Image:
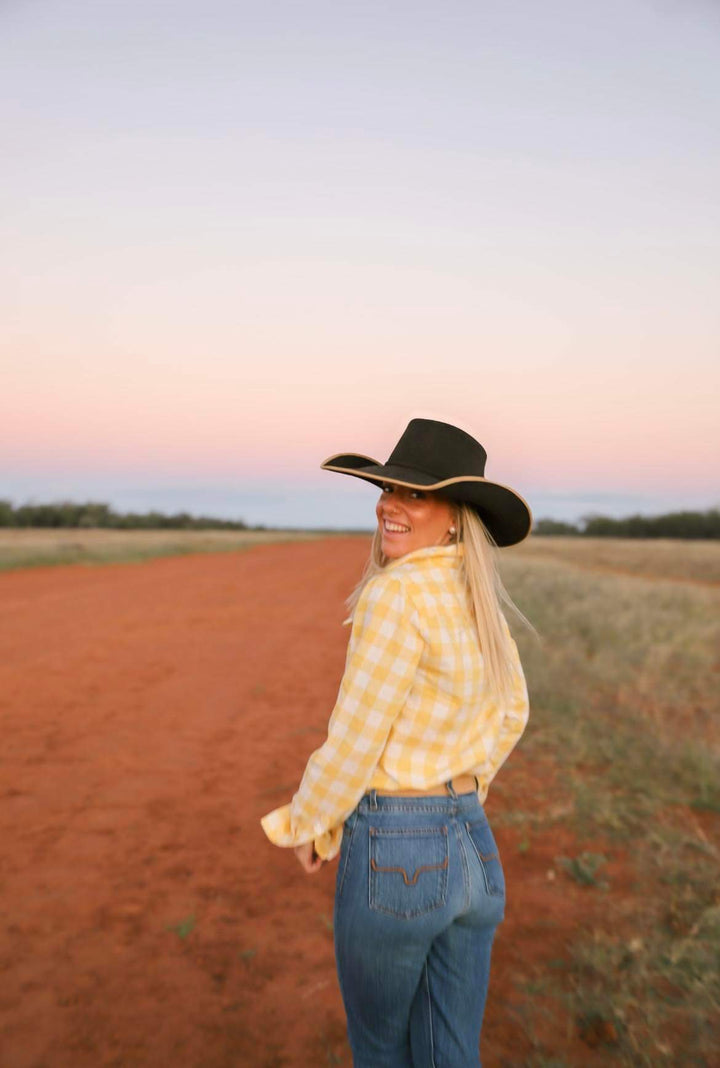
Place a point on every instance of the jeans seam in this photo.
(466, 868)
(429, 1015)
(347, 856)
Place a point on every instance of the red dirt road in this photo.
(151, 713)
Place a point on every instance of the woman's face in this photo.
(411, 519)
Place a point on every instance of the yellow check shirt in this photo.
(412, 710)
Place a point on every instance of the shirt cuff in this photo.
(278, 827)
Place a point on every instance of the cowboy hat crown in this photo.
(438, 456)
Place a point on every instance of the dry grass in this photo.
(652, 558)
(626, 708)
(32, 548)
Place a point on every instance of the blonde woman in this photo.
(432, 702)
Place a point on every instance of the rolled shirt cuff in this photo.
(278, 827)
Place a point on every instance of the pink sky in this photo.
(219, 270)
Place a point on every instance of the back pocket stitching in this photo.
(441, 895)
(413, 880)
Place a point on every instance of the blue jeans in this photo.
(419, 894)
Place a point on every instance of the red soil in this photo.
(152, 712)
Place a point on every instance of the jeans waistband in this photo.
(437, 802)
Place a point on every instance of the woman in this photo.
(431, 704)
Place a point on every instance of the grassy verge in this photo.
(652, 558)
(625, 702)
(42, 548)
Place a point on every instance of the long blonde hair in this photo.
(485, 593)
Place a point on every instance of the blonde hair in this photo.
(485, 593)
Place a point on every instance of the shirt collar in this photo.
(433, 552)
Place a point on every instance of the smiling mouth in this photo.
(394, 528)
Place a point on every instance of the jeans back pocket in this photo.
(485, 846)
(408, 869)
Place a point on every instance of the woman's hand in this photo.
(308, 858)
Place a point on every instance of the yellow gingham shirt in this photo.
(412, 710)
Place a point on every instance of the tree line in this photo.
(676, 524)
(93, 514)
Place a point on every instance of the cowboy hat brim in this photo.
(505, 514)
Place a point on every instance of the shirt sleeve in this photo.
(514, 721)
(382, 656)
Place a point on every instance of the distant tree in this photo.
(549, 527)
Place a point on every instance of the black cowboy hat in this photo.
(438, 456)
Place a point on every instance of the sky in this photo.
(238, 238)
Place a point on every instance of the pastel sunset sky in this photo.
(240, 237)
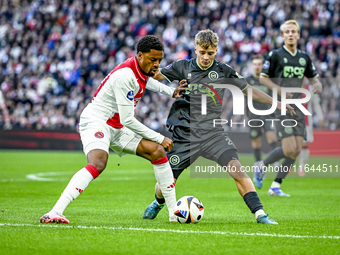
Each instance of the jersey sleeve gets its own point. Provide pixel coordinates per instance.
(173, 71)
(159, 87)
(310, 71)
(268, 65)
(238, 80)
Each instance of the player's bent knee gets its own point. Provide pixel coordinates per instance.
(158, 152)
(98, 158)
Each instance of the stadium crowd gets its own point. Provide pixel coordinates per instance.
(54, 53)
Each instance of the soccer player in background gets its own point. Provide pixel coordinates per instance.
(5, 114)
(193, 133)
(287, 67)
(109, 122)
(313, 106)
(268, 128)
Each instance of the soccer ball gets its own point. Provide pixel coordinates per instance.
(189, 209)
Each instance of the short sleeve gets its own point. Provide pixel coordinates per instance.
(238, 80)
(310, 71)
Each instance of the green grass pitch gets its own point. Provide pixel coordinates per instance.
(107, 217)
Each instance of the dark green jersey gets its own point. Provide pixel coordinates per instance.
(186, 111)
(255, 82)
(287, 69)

■ Given task:
Rewrite all of the records above, replacing "instance" with "occurrence" wherever it occurs and keeping everything else the same. Leave the pictures out.

■ The result:
Image:
Place a point on every occurrence of the jeans seam in this photo.
(466, 868)
(429, 1015)
(347, 856)
Place a point on every occurrence of the red dirt road in this photo.
(151, 713)
Place a point on every occurrence of the woman's face in this photo.
(411, 519)
Place a point on every occurrence of the yellow check shirt in this photo.
(412, 710)
Place a point on every occurrence of the shirt cuff in this photo.
(278, 827)
Place a point on every occurrence of the cowboy hat crown in this photo.
(438, 456)
Place a point on every occurrence of the dry grass in this photo.
(652, 558)
(626, 708)
(32, 548)
Place a point on every occurrence of the blonde woman in this photo.
(432, 702)
Place a point on every occurrence of the rolled shirt cuff in this photo.
(278, 827)
Place a point on every occurrence of the pink sky in this photo.
(219, 270)
Place a point on every occurrence of the back pocket stitching in this photo.
(441, 895)
(413, 880)
Place a point on every occurrence of the blue jeans in this photo.
(419, 894)
Place a point on every occurrence of the red soil in this photo.
(152, 712)
Place a point on every occurrence of the jeans waistband in this photo.
(437, 802)
Place a point on every occurrence of the woman in this photo.
(431, 704)
Place a point on every occurrence of the grassy verge in this photo.
(652, 558)
(625, 702)
(42, 548)
Place a point on every occurrence of the long blonde hair in this photo.
(485, 593)
Place a point on every occurrence of the blonde hair in this photo.
(485, 593)
Place a point on every occurrence of the shirt collar in this photo.
(433, 552)
Place a point on every occurrence of the smiling mouth in this photo.
(394, 528)
Place a point on every occurrence of the jeans back pocket in this photo.
(485, 846)
(408, 869)
Place a point on every occurrence of the woman's hand in this photo.
(308, 858)
Place a point on every occurrence of the yellow gingham shirt in this photo.
(412, 710)
Place a point on every occurrence of the tree line in this photo.
(676, 524)
(93, 514)
Place a point on every occurrence of the cowboy hat brim in this photo.
(505, 514)
Place a point on every occurrence of the shirt sleeve in this photo.
(514, 721)
(382, 656)
Place a point on every occurrence of the distant tree in this photo.
(549, 527)
Place a point on every occurrence of the black cowboy hat in this photo.
(438, 456)
Place a point on every occurrence of the sky in this photo.
(238, 238)
Place a point on every occurrence of the pastel sunset sky in this photo.
(240, 237)
Each occurrence of the jersey sleeve gets its own point. Provide pixel coordinates per occurrence.
(173, 71)
(159, 87)
(310, 71)
(268, 65)
(238, 80)
Each occurrence of the player's bent knee gets its own point. Provide pixel coordinates per occurrence.
(158, 152)
(98, 158)
Each occurrence of the stadium crowd gets its own point. Provide pixel coordinates per occurrence.
(54, 53)
Each occurrence of the soccer player in background gets its own point. Provide pixel coordinates per occurrence.
(5, 114)
(193, 133)
(287, 67)
(109, 122)
(313, 106)
(268, 128)
Each occurrence of the soccer ball gets its own point. Provide pixel coordinates per occurrence.
(189, 209)
Each occurrence of the short sleeve gets its own point. Provide pixel coordinates per occurrence.
(238, 80)
(310, 71)
Each occurrence of the green grass pitch gets its own point. Provide pixel coordinates per occurrence.
(107, 217)
Each occurrence of the dark green jersey gets its own point. Provide pixel coordinates per occurrence.
(186, 111)
(255, 82)
(287, 69)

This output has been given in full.